WORK ITEM → Among the entries below, one stretch runs from the line that contains "lips. Keep to one point per instance." through the line that contains "pillbox hat. Keep to one point per instance.". Repeat that stretch exactly, ends included, and only that.

SUPPLIED INFORMATION →
|---|

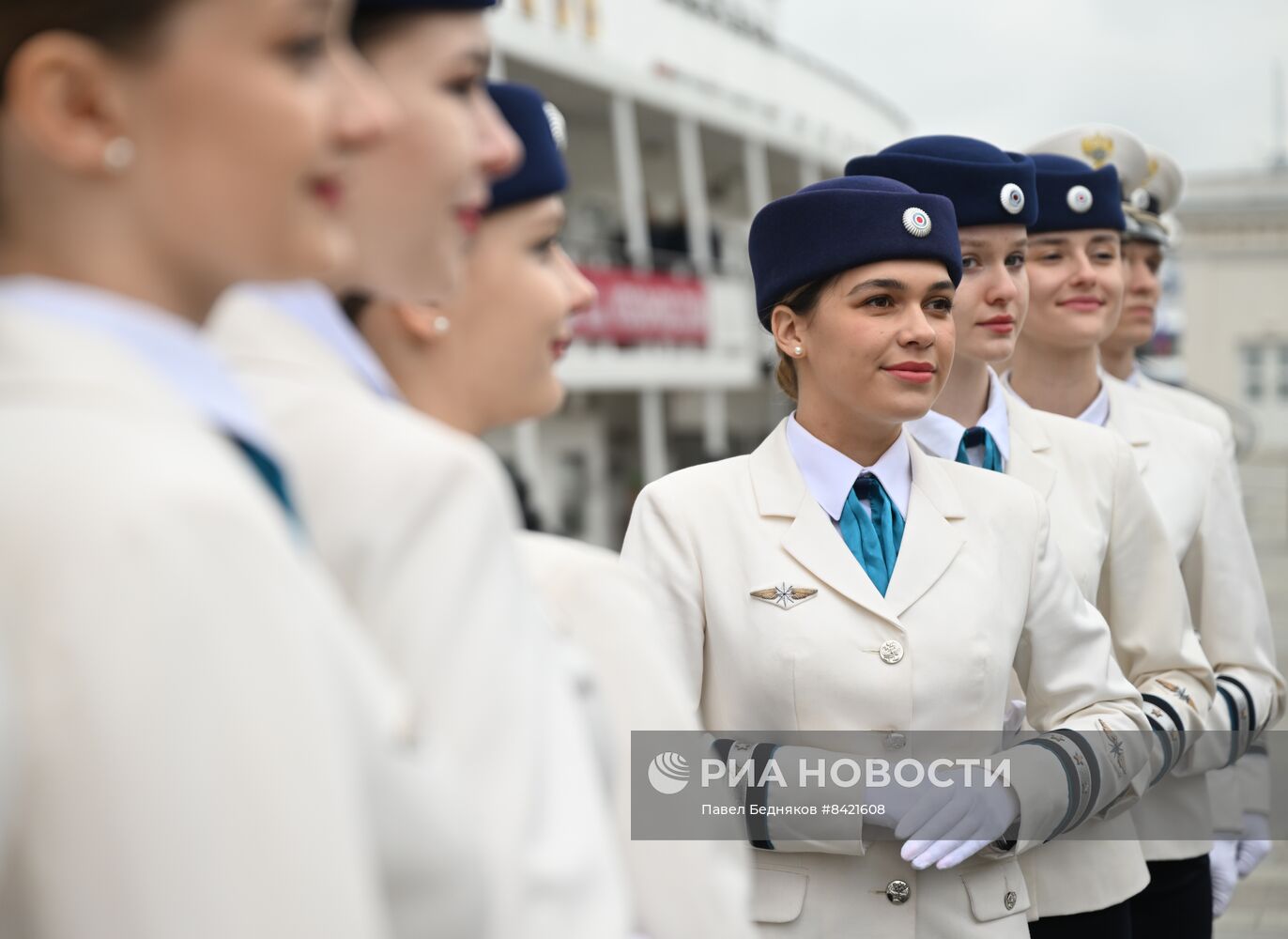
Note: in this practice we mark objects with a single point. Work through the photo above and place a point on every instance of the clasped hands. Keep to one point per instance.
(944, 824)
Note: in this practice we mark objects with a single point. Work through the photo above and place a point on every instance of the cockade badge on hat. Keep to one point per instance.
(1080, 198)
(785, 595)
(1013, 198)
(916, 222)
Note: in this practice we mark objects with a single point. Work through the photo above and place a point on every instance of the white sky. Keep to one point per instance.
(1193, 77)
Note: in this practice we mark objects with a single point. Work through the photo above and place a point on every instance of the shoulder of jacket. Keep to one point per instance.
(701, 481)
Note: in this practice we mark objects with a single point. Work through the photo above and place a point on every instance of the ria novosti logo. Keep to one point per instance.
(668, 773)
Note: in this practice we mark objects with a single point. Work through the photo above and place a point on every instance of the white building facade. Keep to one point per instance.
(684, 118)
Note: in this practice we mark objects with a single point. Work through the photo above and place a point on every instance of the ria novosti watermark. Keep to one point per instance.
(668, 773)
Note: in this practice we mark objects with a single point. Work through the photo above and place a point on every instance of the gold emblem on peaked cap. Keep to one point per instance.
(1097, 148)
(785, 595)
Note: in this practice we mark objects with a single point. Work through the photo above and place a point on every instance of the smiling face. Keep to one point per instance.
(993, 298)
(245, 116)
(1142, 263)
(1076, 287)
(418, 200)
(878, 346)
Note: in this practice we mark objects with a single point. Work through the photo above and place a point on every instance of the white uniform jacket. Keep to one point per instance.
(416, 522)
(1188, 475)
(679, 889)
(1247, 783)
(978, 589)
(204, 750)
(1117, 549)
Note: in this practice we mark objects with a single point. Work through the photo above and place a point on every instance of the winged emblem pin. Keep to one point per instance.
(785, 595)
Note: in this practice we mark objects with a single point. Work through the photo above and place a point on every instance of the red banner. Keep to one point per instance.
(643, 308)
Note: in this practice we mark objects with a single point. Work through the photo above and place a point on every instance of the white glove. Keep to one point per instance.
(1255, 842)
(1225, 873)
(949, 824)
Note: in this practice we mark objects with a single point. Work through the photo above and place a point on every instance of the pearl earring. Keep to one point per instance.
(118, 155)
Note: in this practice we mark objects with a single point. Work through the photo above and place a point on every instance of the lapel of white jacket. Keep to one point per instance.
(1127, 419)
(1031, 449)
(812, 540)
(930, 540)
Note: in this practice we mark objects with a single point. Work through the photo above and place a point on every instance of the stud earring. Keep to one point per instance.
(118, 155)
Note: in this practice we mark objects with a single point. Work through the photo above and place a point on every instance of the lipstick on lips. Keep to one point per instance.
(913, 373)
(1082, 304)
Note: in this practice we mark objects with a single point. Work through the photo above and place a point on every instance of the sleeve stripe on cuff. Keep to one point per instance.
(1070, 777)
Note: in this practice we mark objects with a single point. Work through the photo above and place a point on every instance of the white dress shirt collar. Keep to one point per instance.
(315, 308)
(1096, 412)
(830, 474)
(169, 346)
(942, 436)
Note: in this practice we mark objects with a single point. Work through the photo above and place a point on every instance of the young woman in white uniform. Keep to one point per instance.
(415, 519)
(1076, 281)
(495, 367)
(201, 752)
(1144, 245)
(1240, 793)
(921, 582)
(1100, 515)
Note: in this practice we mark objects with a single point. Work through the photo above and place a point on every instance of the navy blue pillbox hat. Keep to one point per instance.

|---|

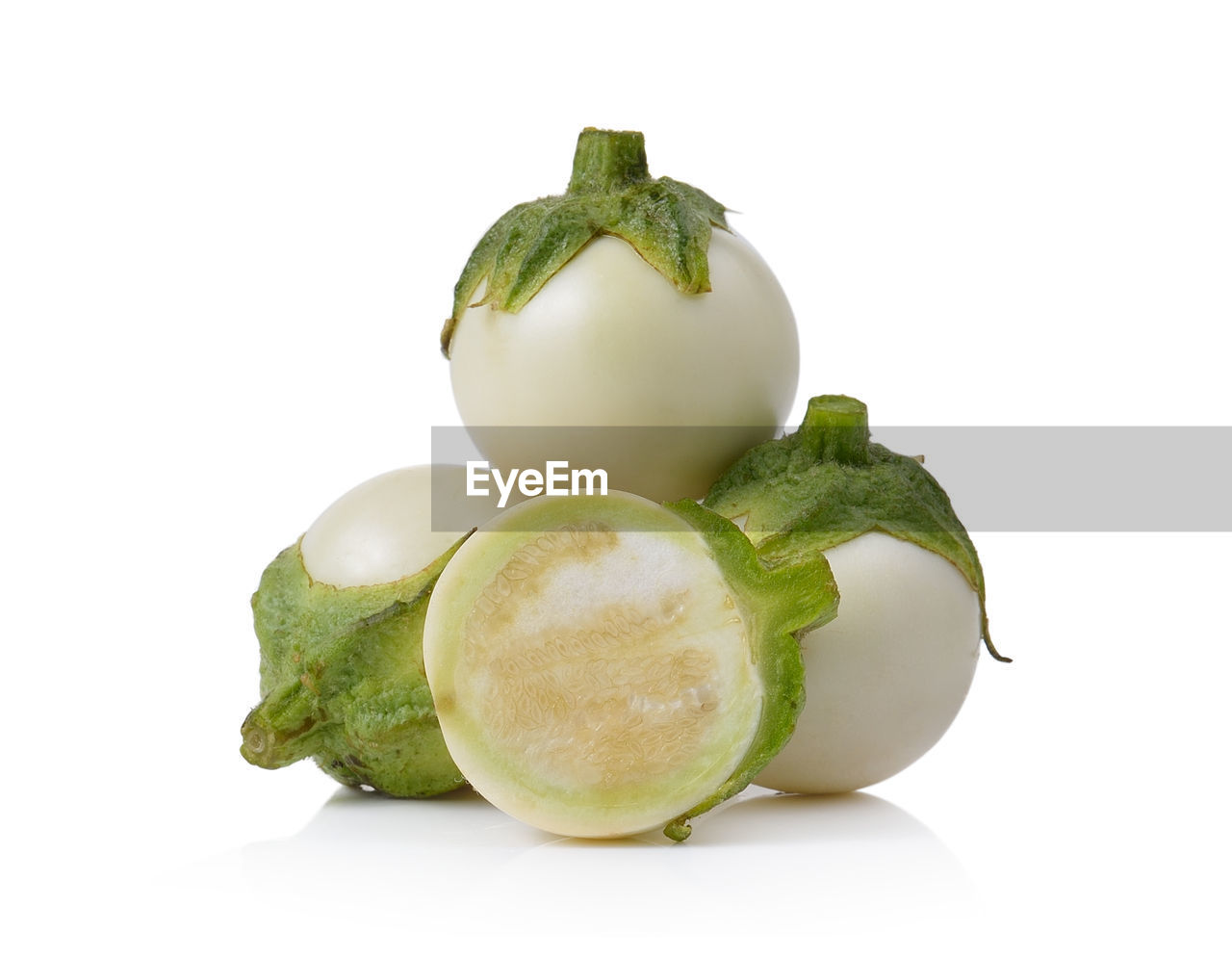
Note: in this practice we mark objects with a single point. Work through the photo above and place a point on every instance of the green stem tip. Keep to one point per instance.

|---|

YOUR RESPONSE →
Note: in this practice we mark objects with a single point. Work through the photo above and place a point on every instance of the lipstick on lips. Keep to one point per instance.
(913, 373)
(1082, 304)
Note: in this practice we mark objects with a single point. Work through the photo above and place a point on every instance of the sleeve stripe on cuff. Keep to one point per instance.
(1070, 777)
Note: in this practice we mark objects with a single point. Work through the photo above and place a point on every instance of the white dress shirt collar. Keep to one point per instance.
(315, 308)
(1096, 412)
(830, 474)
(169, 346)
(942, 436)
Note: in this practice we mark objects with a single point. Work through the photo above and place a point on every instance of the young woman in white uniform. Keep to one point per instance.
(415, 519)
(1076, 281)
(495, 367)
(201, 752)
(1144, 245)
(1240, 793)
(921, 582)
(1100, 515)
Note: in this practice we mark objects with a single point. Work through the photo above and place a point on every instance of the navy blue pillbox hat. Keep to one point per instance.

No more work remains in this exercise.